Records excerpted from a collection
____

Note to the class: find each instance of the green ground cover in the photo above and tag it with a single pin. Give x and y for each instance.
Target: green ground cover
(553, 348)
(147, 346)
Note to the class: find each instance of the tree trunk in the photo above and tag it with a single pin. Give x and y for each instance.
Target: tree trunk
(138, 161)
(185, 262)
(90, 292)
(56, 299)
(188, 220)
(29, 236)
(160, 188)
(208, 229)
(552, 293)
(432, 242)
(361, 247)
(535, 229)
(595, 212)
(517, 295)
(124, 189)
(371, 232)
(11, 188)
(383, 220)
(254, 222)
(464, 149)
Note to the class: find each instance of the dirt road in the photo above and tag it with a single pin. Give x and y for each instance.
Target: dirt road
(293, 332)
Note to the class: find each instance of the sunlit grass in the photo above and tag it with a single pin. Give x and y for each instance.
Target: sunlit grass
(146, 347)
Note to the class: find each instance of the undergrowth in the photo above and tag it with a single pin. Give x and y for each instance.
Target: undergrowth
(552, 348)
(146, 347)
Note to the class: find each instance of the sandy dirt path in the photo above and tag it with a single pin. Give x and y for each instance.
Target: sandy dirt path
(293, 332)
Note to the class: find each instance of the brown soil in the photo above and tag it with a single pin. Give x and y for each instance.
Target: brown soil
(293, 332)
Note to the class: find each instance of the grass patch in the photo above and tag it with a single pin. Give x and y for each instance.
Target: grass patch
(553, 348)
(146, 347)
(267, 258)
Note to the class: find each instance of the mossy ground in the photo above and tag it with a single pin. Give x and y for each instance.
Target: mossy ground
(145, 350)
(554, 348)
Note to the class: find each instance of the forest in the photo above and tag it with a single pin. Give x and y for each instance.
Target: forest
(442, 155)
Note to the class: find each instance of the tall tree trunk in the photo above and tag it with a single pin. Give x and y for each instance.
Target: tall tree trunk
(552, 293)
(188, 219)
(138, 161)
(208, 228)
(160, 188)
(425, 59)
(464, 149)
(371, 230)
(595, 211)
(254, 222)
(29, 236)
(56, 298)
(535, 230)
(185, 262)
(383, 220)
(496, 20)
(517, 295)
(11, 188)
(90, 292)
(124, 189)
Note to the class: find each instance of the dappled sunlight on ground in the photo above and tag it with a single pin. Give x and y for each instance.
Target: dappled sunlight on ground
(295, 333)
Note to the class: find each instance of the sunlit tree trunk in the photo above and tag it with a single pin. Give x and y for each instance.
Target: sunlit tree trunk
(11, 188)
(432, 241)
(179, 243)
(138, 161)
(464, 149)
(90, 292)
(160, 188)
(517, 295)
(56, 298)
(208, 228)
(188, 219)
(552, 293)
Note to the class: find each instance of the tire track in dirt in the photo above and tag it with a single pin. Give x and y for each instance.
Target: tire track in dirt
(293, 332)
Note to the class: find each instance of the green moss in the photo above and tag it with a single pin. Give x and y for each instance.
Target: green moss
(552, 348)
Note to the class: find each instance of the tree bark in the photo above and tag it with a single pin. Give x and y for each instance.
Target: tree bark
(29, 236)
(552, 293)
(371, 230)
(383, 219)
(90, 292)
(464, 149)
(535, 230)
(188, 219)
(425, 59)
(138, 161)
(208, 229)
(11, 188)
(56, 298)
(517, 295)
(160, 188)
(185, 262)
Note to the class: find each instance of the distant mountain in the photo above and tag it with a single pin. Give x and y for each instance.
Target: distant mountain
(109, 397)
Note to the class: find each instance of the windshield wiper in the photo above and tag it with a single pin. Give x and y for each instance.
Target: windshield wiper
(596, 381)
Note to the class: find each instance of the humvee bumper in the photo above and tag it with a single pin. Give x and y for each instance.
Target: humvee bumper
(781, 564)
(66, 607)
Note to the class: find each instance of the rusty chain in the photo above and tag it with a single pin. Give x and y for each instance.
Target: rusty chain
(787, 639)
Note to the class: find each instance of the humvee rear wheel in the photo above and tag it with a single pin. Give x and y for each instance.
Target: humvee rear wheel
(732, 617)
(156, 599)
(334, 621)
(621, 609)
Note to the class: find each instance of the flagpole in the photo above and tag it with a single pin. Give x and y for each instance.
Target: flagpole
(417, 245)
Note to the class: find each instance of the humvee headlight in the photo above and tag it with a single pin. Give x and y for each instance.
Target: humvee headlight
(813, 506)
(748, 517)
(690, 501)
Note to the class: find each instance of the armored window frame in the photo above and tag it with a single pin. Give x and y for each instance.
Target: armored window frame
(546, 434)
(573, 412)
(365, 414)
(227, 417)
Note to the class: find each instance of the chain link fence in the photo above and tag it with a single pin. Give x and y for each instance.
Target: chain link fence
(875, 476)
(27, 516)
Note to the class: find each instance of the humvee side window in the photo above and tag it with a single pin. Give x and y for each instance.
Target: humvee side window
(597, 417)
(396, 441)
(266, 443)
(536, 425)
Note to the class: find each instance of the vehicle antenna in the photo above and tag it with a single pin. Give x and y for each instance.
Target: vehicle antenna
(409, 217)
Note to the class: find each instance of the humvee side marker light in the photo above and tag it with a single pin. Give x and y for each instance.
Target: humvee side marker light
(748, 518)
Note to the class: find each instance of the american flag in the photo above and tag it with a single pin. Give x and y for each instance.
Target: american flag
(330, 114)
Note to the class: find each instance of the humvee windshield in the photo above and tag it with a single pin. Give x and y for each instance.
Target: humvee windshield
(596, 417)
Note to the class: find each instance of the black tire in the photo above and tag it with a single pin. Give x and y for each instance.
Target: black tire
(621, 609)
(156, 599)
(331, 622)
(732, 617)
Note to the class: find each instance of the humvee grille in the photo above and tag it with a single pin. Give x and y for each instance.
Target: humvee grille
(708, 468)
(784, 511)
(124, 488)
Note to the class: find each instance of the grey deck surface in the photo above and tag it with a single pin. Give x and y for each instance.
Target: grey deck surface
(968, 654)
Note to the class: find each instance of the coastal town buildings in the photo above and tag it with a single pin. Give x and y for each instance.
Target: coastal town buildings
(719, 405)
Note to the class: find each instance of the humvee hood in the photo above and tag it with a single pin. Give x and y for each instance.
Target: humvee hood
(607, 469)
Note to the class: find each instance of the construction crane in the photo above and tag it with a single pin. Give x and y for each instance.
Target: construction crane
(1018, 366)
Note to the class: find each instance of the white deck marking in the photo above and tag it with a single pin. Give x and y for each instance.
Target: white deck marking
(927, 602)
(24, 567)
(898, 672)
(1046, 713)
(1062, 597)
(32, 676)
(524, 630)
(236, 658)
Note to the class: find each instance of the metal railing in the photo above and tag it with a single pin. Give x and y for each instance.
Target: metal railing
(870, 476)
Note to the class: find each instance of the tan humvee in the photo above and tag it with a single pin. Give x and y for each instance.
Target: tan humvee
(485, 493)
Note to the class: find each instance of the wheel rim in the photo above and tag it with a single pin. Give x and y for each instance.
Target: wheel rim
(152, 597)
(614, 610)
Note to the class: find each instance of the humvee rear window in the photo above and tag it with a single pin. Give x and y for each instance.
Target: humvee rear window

____

Your objective.
Every entry is to be copied exactly, with none omitted.

Result.
Note to the class: find each instance of the green ground cover in the photo above and tag it with a single pin. Give x and y for each instance.
Target: green ground cover
(553, 348)
(147, 346)
Note to the class: find each instance of the tree trunk in the photo above and tag it with a single pin. Give x and y for each instance.
Target: tree trunk
(138, 161)
(185, 262)
(90, 292)
(56, 299)
(188, 220)
(29, 236)
(160, 188)
(208, 229)
(552, 293)
(432, 242)
(361, 247)
(535, 229)
(595, 212)
(517, 295)
(124, 189)
(371, 232)
(11, 188)
(383, 220)
(254, 222)
(464, 149)
Note to the class: find each instance of the dirt road in the photo above and tag it with a single pin. Give x and y for each instance.
Target: dirt road
(293, 332)
Note to the class: find each instance of the sunlit grass in the photo above and tag it with a single pin. Give x and y for each instance.
Target: sunlit grass
(146, 347)
Note to the class: find each instance of the undergrowth in the photo above and tag it with a single pin. Give x and y for each instance.
Target: undergrowth
(552, 348)
(146, 347)
Note to the class: find each instance of the sandy dirt path in the photo above and tag it with a single pin. Give x and y for each instance.
Target: sandy dirt path
(293, 332)
Note to the class: find each instance of the brown soil in the photo above and tag it with a single pin. Give x and y for each instance.
Target: brown soil
(293, 332)
Note to the class: find each instance of the grass patch in the photo above and tag it with a single pin. Give x and y for each instance.
Target: grass patch
(553, 348)
(146, 347)
(267, 258)
Note to the class: find each instance of the mossy ground in the photo above and tag it with a single pin. Give x and y for each instance.
Target: mossy ground
(145, 350)
(554, 348)
Note to the class: find each instance of the forest in the photo above and tag it with a single pin. Give x and y for each instance.
Target: forest
(442, 155)
Note to the class: find each instance of the tall tree trunk in the photo above and tag it with a single pin. Give x and y for each instance.
Target: tall tree trunk
(552, 293)
(188, 219)
(138, 161)
(208, 228)
(160, 188)
(425, 59)
(464, 149)
(371, 230)
(595, 211)
(254, 222)
(29, 236)
(56, 298)
(535, 230)
(185, 262)
(383, 220)
(496, 20)
(517, 295)
(11, 188)
(90, 292)
(124, 189)
Note to the class: find each instance of the dappled sunlight on ground in the photo above and tag it with a single pin. Give x and y for each instance.
Target: dappled sunlight on ground
(295, 333)
Note to the class: find each instance of the sunlit tree trunk in the photo above and tag it with a single pin. Give x and y for each instance.
Target: sunlit tree trunk
(11, 188)
(432, 241)
(179, 243)
(138, 161)
(464, 149)
(90, 292)
(160, 188)
(517, 295)
(56, 298)
(208, 228)
(188, 219)
(552, 293)
Note to the class: find each instance of the tire track in dirt in the photo above and tag it with a single pin. Give x and y for each instance.
Target: tire track in dirt
(293, 332)
Note to the class: find each instance of the green moss in the photo above and tag it with a single pin. Give x and y for each instance.
Target: green moss
(552, 348)
Note to the class: find each instance of the tree bark in the photo above and tag it with a single pin. Give x and y for each instance.
Target: tree bark
(29, 236)
(552, 293)
(371, 230)
(383, 219)
(90, 292)
(464, 149)
(535, 230)
(188, 219)
(425, 59)
(138, 161)
(208, 229)
(11, 188)
(56, 298)
(517, 295)
(160, 188)
(185, 262)
Note to the class: find each instance of the distant mountain in the photo above and tag it with a single pin. Give x and y for each instance.
Target: distant mountain
(109, 397)
Note to the class: find each instance of the windshield wiper in the photo above and tag it with a single pin. Give x and y for each instance.
Target: windshield wiper
(596, 381)
Note to the class: find each instance of the humvee bumper in the photo above and tag it with a single pin. Give x and y for each instance.
Target: humvee bumper
(781, 564)
(66, 607)
Note to the class: find each instance of the rusty chain in the photo above and tag it with a single pin. Give x and y for each instance.
Target: rusty chain
(787, 639)
Note to the class: find each instance of the humvee rear wheel in the photo above and tag it with a single pin. Give x and y for each instance.
Target: humvee rear wheel
(732, 617)
(156, 599)
(334, 621)
(621, 609)
Note to the class: find each instance of the flagpole in the photo above and tag it with a single pin. Give x and y for each instance.
Target: flagpole
(417, 245)
Note to the class: find each instance of the humvee headlight in the photo above and tag it with a single pin. Give x and y for each instance.
Target: humvee headlight
(813, 506)
(748, 517)
(690, 501)
Note to the class: find each instance of the armored window frame in the photo above and tag it with a single pin. Give x and y for each instance.
Target: armored window frame
(546, 434)
(573, 412)
(365, 414)
(227, 417)
Note to the class: find each instance of the chain link fence in the photo above and tag it with a single pin. Give x and y for each instance.
Target: chain link fence
(875, 476)
(27, 516)
Note to the class: find each instance of the humvee side window in the photo above and tag it with a single pin. Give x and y for each instance.
Target: humvee side window
(597, 417)
(396, 441)
(266, 443)
(536, 425)
Note to the class: find each instance of the vehicle antenna in the photo above and tag it with a single pin. Give x and y for each instance.
Target: vehicle antenna
(409, 217)
Note to the class: find each instance of the humvee side marker light in the photo above and tag it with a single pin. Give x and y for each instance.
Target: humvee side marker light
(748, 518)
Note to the class: find each instance of the american flag in the photo above and tag it with a single pin. Give x and y for each instance.
Target: american flag
(330, 114)
Note to the class: find each instance of the humvee windshield in the photo above and tag it with a single pin. Give x and y for each instance.
Target: humvee windshield
(596, 417)
Note to the class: find each instance of the black tire in the photo above and tag it with a single pin. Give x and y for each instance.
Target: black tire
(621, 609)
(156, 599)
(331, 622)
(732, 617)
Note to the class: find each instance of the humvee grille in the photo above and tag it with a single pin. Give x and y for each instance.
Target: humvee grille
(708, 468)
(784, 511)
(124, 488)
Note to the class: find each instance of the grey deck surface in the photo above and tag it with a single pin. Give x and y for each instance.
Target: grey deck surface
(968, 654)
Note to the class: find each instance of the coastal town buildings in the photo above and tag it with a single pin. Give x and y for each instance.
Target: coastal town buildings
(719, 405)
Note to the class: find each instance of the humvee hood in the photo above and tag it with a single pin. Give x and y for each instance.
Target: humvee hood
(607, 469)
Note to the class: find each instance of the construction crane in the photo above and tag it with a single pin. Give x and y for each instance.
Target: construction crane
(1018, 366)
Note to the class: find each instance of the white deck marking in the photo above and tag it with a single pin. Give x and y for each instance.
Target: white deck marking
(927, 602)
(24, 567)
(898, 672)
(1046, 713)
(1062, 597)
(32, 676)
(524, 630)
(236, 658)
Note to the class: find each instance of the metal railing in the photo above and tag it with a single pin. Give x and y for each instance.
Target: metal railing
(870, 476)
Note to the class: find each instance of the tan humvee in the photo above and tag it with a single pin. Give x and y for each instance.
Target: tan humvee
(485, 493)
Note to the class: find each instance of the wheel rim in the photo above and tag it with a single pin. Give x and y for each instance.
Target: wheel rim
(152, 597)
(614, 610)
Note to the class: find each instance of the humvee rear window in the photo above and tag it with a single pin. Give x and y for each instance.
Target: humvee rear window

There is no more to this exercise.